— Start of Information provided —
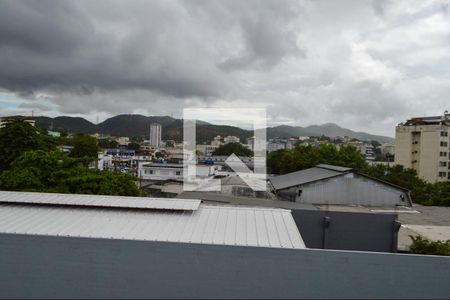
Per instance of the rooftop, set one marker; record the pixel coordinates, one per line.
(303, 176)
(94, 217)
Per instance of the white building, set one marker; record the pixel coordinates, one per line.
(104, 162)
(217, 141)
(423, 144)
(231, 139)
(206, 150)
(123, 141)
(155, 135)
(166, 171)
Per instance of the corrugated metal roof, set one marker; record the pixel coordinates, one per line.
(99, 201)
(302, 177)
(334, 168)
(210, 224)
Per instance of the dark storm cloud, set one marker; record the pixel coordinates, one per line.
(351, 61)
(80, 47)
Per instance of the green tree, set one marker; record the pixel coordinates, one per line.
(423, 246)
(231, 148)
(44, 171)
(107, 143)
(17, 136)
(84, 146)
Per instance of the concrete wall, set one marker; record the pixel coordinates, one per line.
(347, 230)
(52, 267)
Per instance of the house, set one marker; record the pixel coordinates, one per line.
(334, 185)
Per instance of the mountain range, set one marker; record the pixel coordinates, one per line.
(138, 126)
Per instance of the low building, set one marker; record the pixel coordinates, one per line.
(231, 139)
(169, 171)
(84, 246)
(333, 185)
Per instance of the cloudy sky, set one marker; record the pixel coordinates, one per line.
(365, 65)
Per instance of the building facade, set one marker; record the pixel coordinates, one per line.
(155, 135)
(423, 144)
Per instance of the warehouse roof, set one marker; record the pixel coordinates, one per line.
(302, 177)
(99, 201)
(209, 224)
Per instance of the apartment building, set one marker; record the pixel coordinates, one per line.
(423, 144)
(155, 135)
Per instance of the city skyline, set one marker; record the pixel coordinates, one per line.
(306, 62)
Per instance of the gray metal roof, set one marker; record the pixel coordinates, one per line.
(209, 224)
(99, 201)
(334, 168)
(302, 177)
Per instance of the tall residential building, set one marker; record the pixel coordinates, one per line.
(423, 144)
(155, 135)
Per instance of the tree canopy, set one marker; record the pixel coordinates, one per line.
(18, 136)
(53, 171)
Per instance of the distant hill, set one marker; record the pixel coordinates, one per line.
(328, 129)
(139, 126)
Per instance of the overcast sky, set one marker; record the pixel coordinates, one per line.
(365, 65)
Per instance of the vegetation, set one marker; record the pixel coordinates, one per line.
(18, 136)
(84, 146)
(106, 143)
(424, 246)
(31, 162)
(235, 148)
(285, 161)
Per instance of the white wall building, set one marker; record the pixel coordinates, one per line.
(231, 139)
(155, 135)
(166, 171)
(423, 144)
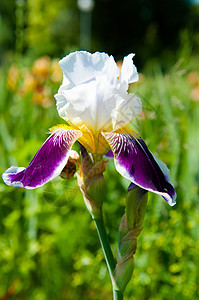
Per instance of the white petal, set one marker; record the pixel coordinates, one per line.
(81, 66)
(91, 92)
(129, 72)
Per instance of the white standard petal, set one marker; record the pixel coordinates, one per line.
(129, 72)
(91, 92)
(81, 66)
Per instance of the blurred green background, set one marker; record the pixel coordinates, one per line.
(49, 247)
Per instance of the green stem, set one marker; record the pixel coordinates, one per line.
(110, 261)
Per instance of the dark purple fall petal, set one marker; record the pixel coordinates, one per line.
(109, 154)
(134, 161)
(48, 162)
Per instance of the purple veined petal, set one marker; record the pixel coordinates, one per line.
(109, 154)
(134, 161)
(48, 162)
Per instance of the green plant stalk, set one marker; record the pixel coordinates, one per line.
(110, 261)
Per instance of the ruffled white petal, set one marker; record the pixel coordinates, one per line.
(91, 93)
(129, 72)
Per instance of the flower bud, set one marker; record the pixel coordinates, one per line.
(93, 183)
(130, 229)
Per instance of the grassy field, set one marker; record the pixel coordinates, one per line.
(49, 248)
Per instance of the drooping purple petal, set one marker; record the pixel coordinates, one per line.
(109, 154)
(48, 162)
(134, 161)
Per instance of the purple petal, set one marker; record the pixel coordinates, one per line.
(109, 154)
(48, 162)
(134, 161)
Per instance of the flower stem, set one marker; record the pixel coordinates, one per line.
(110, 261)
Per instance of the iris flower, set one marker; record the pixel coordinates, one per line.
(94, 101)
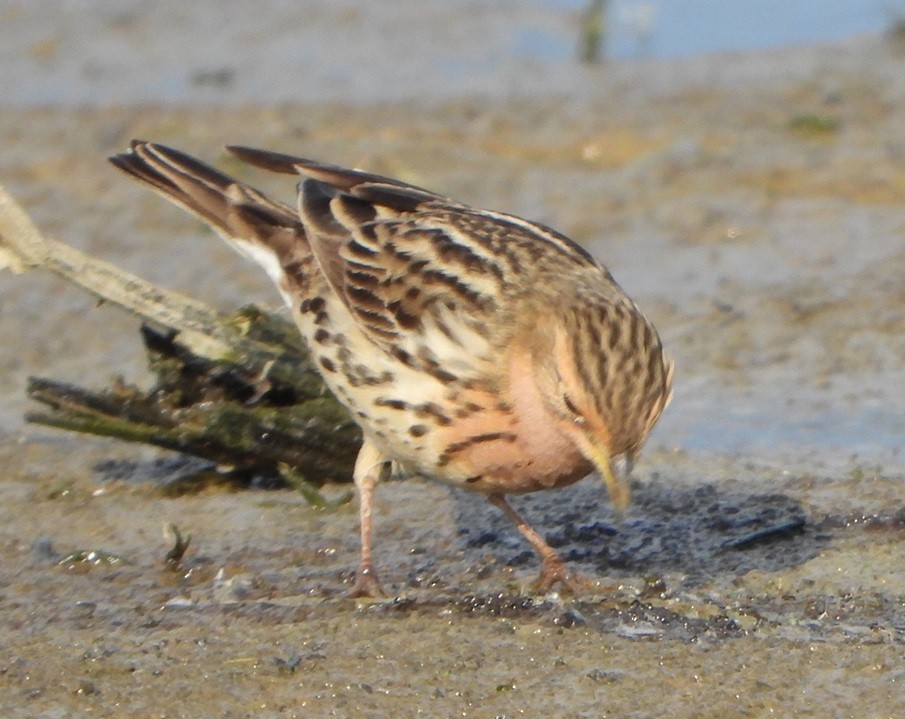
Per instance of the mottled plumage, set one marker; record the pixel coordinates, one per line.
(471, 346)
— End of Information provided —
To do: Reproduce the whole listing exactly, but not the images in it.

Completed task:
Per instance of the rooftop, set one marker; record the pixel coordinates, one per line.
(303, 176)
(94, 217)
Per instance of the white building, set one marker; record the pixel coordinates, one per line.
(104, 162)
(217, 141)
(423, 144)
(231, 139)
(206, 150)
(123, 141)
(155, 135)
(166, 171)
Per instance of the corrugated metal roof, set one marker; record the pixel coordinates, one per line.
(99, 201)
(302, 177)
(334, 168)
(210, 224)
Per instance of the dark storm cloud, set one marker; record the pixel coordinates, one per line.
(351, 61)
(80, 47)
Per instance of the green tree, set one marker; record the pixel coordinates, one per line.
(423, 246)
(231, 148)
(44, 171)
(107, 143)
(17, 136)
(84, 146)
Per instance of the concrete wall, set one marker; record the pixel coordinates, one per line.
(347, 230)
(52, 267)
Per instance of the house, set one marker; record the pixel coordinates, one per line.
(334, 185)
Per instance of the mountain range, set one marker; record the pixel coordinates, one per line.
(138, 126)
Per instance of the low building, set one marker; record the pixel coordinates, one per line.
(231, 139)
(169, 171)
(84, 246)
(333, 185)
Per instance of the cloudy sky, set one marker; record the pixel coordinates, one per line.
(365, 65)
Per instance of the building facade, set one marker; record the pixel coordinates, one per line.
(155, 135)
(423, 144)
Per instance of the warehouse roof, set one marker; record the pixel coordinates, one per line.
(302, 177)
(99, 201)
(209, 224)
Per instance of the apartment building, set one marker; record the pixel coordinates, one per line.
(423, 144)
(155, 135)
Per instance of the city skyline, set one marker; record the pixel coordinates, one per line.
(306, 62)
Per instance of the gray metal roof, set one marker; record the pixel coordinates, one per line.
(209, 224)
(99, 201)
(334, 168)
(302, 177)
Per instance of the tall residential building, set one marker; record the pixel coordinates, one per line.
(423, 144)
(155, 135)
Per instance of the tree canopy, set one marker; record the pixel coordinates, one per line.
(18, 136)
(53, 171)
Per instance of the distant hill, set one marker; record the pixel coordinates, one per line.
(328, 129)
(139, 126)
Per instance of the overcast sky, set one marker; record the pixel coordinates, one per line.
(365, 65)
Per instance of the vegetation, set one marker; record the pixel coordinates, one per line.
(18, 136)
(84, 146)
(106, 143)
(424, 246)
(31, 162)
(235, 148)
(285, 161)
Per instance of the white wall building, set one marker; record the pixel coordinates, one per line.
(231, 139)
(155, 135)
(166, 171)
(423, 144)
Per instance of the white petal, set one marker; record the pixel coordinates, one per line.
(81, 66)
(91, 92)
(129, 72)
Per instance of the white standard petal, set one marker; record the pixel coordinates, one per line.
(129, 72)
(91, 92)
(81, 66)
Per instance of the blurred green background, set one marker; record the pixel coordinates, one per line.
(49, 247)
Per instance of the green stem, set one marker; record the pixel coordinates, one per line.
(110, 261)
Per instance of the dark purple fall petal, set one marker; record the pixel coordinates, one per line.
(109, 154)
(134, 161)
(48, 162)
Per instance of the purple veined petal, set one marker; record the pixel coordinates, one per line.
(109, 154)
(134, 161)
(48, 162)
Per instance of the green plant stalk, set one marker; record the pixel coordinates, one per line.
(110, 261)
Per instance of the ruffled white petal, set one marker; record the pixel coordinates, one per line.
(91, 93)
(129, 72)
Per instance of the flower bud, set one marker; record the pixel coordinates, one per line.
(93, 183)
(130, 229)
Per instance of the grassy field, set one marker; record the pixel coordinates, one per line.
(49, 248)
Per instance of the drooping purple petal, set one marker; record the pixel coordinates, one per line.
(109, 154)
(48, 162)
(134, 161)
Per instance of the purple petal, set one marker; record the pixel coordinates, one per line.
(109, 154)
(48, 162)
(134, 161)
Per instance of the flower stem, set one marker; record the pixel coordinates, one per line.
(110, 261)
Per instance of the iris flower, set one marker; record the pixel coordinates, one per line.
(94, 101)
Per instance of the mottled plumage, set one marker; record the pixel coordinates, one per line.
(471, 346)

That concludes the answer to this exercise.